══ Given entries

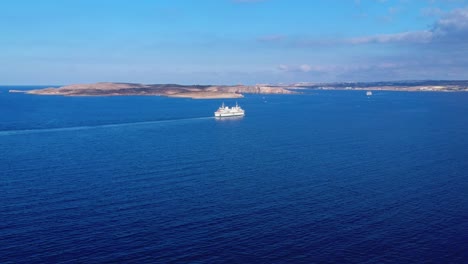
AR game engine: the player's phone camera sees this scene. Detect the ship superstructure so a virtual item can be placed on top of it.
[214,103,245,117]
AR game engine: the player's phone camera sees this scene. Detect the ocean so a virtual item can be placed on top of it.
[0,87,468,263]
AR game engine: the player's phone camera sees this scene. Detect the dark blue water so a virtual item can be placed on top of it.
[0,89,468,263]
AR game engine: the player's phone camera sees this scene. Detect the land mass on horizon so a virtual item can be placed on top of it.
[10,82,296,99]
[9,80,468,99]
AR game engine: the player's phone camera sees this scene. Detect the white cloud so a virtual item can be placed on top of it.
[347,31,433,44]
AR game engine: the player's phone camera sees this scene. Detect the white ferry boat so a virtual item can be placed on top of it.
[215,103,245,117]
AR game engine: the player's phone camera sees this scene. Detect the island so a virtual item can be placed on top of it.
[9,82,297,99]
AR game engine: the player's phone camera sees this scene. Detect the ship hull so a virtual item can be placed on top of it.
[215,113,244,117]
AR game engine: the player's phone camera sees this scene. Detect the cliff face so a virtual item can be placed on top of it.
[20,82,294,99]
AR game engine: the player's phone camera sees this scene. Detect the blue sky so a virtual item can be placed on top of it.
[0,0,468,84]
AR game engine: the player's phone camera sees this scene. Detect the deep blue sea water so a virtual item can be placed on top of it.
[0,87,468,263]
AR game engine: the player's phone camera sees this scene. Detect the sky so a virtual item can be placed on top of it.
[0,0,468,85]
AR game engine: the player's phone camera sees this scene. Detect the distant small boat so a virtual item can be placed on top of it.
[214,103,245,117]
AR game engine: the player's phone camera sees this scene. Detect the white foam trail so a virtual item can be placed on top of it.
[0,117,214,136]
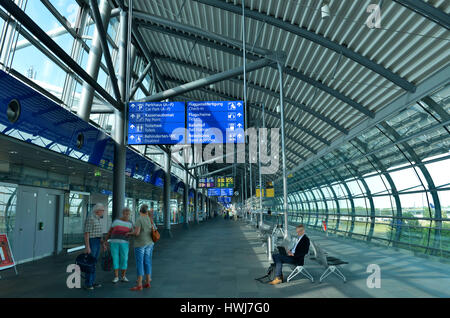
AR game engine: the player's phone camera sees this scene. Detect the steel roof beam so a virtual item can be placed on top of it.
[0,1,123,111]
[155,54,332,145]
[140,58,274,102]
[278,65,450,184]
[140,24,366,126]
[133,10,272,56]
[393,0,450,30]
[194,0,416,92]
[89,0,121,100]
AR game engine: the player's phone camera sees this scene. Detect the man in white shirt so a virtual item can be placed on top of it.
[269,224,309,285]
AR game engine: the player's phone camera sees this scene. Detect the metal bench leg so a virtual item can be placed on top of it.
[287,266,299,283]
[300,266,314,283]
[287,266,314,283]
[320,266,347,282]
[334,267,347,283]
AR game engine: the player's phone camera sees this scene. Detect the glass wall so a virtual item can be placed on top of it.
[0,183,17,244]
[63,192,90,249]
[275,86,450,257]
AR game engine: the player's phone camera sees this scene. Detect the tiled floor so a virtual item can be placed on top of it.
[0,217,450,298]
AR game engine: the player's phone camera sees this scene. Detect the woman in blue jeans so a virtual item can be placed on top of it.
[129,204,154,291]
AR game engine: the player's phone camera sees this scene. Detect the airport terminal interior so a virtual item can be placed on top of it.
[0,0,450,298]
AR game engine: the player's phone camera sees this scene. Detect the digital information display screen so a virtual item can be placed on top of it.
[208,188,234,197]
[198,177,215,188]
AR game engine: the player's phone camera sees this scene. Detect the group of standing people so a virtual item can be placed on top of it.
[84,204,157,291]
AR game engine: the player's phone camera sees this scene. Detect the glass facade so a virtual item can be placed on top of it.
[274,85,450,258]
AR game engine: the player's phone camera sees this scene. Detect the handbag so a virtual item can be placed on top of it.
[148,216,161,243]
[101,249,112,272]
[255,263,275,284]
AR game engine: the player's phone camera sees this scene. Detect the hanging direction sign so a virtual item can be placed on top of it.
[208,188,234,197]
[187,101,245,144]
[128,102,186,145]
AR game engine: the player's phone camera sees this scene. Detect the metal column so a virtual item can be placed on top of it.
[183,169,189,229]
[194,182,198,224]
[162,147,172,238]
[278,62,288,239]
[258,103,266,226]
[112,11,130,220]
[242,0,253,215]
[78,0,111,121]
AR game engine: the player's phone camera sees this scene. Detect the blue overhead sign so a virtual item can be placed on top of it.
[187,101,245,144]
[208,188,233,197]
[128,102,186,145]
[217,197,231,204]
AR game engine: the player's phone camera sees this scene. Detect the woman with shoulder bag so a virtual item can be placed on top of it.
[128,204,154,291]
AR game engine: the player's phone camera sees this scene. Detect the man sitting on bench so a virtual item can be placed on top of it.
[269,224,309,285]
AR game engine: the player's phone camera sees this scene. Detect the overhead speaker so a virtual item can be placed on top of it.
[77,133,84,149]
[320,4,330,19]
[6,99,21,124]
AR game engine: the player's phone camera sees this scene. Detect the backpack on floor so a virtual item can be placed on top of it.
[75,254,96,273]
[255,263,275,284]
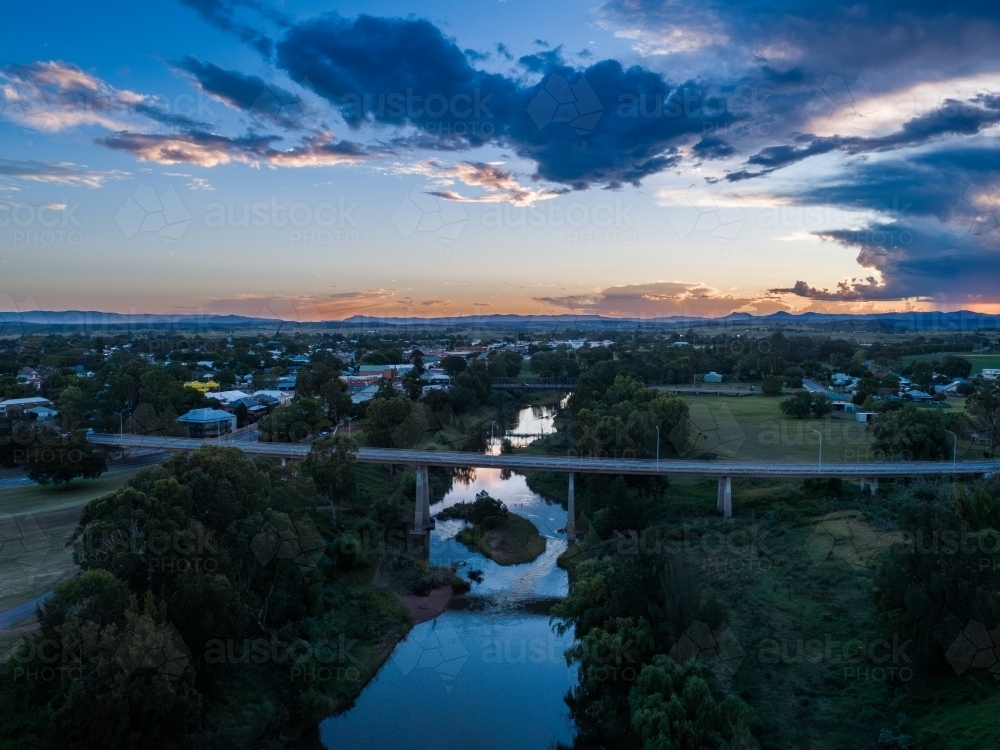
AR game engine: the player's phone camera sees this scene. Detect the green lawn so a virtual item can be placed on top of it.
[0,470,138,624]
[0,469,138,516]
[665,394,968,463]
[680,394,871,463]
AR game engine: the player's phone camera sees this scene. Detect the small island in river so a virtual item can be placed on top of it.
[437,491,545,565]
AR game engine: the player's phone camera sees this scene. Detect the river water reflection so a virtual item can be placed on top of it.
[320,409,576,750]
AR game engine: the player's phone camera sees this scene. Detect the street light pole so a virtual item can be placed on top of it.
[945,430,958,471]
[813,430,823,469]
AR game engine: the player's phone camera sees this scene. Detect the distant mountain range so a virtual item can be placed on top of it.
[0,310,1000,335]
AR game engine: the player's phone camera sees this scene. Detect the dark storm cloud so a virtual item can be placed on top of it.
[174,56,276,110]
[599,0,1000,83]
[180,0,284,57]
[772,141,1000,302]
[771,222,1000,303]
[727,95,1000,181]
[277,15,732,189]
[174,56,320,129]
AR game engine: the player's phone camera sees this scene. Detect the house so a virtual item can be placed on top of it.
[420,372,451,390]
[934,378,969,396]
[206,391,250,409]
[177,409,236,438]
[0,396,52,417]
[184,380,219,393]
[24,406,59,422]
[253,389,295,406]
[351,385,378,404]
[358,365,413,380]
[17,367,42,391]
[830,401,855,414]
[222,396,268,424]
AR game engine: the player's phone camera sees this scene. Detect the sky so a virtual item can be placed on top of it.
[0,0,1000,320]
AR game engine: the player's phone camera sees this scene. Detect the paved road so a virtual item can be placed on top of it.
[89,435,1000,478]
[802,378,834,398]
[0,591,52,630]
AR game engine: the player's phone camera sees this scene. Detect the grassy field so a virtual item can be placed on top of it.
[0,471,143,624]
[529,474,1000,750]
[903,353,1000,375]
[680,394,969,463]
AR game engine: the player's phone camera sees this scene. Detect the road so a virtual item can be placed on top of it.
[88,435,1000,478]
[802,378,834,398]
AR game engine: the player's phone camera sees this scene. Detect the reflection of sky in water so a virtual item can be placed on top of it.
[486,406,569,456]
[320,612,576,750]
[430,469,569,607]
[320,456,576,750]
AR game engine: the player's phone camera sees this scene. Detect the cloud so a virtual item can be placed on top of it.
[423,161,566,206]
[0,61,209,132]
[180,0,283,57]
[97,131,372,167]
[727,95,1000,181]
[532,281,772,318]
[173,56,276,111]
[207,289,397,322]
[598,0,1000,86]
[277,14,730,189]
[0,159,130,188]
[173,56,321,129]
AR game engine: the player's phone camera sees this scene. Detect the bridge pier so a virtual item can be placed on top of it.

════

» **Requirements**
Could you copy out, word for word, the part of the data that opens at its very start and closes with the line containing "[9,80,468,99]", leaving the pictures out?

» **Answer to the task**
AR game engine: the player's phone camera sees this scene. Detect the ship superstructure so a virtual item can be placed on top of it.
[214,103,245,117]
AR game engine: the player's phone camera sees this scene. Detect the ocean so a virtual item can be placed on top of it.
[0,87,468,263]
AR game engine: the player's phone camera sees this scene. Detect the dark blue water so a virtual item can be placed on top of it.
[0,89,468,263]
AR game engine: the player's phone camera sees this scene. Detect the land mass on horizon so a virtual item can be placed on top of it.
[10,82,296,99]
[9,80,468,99]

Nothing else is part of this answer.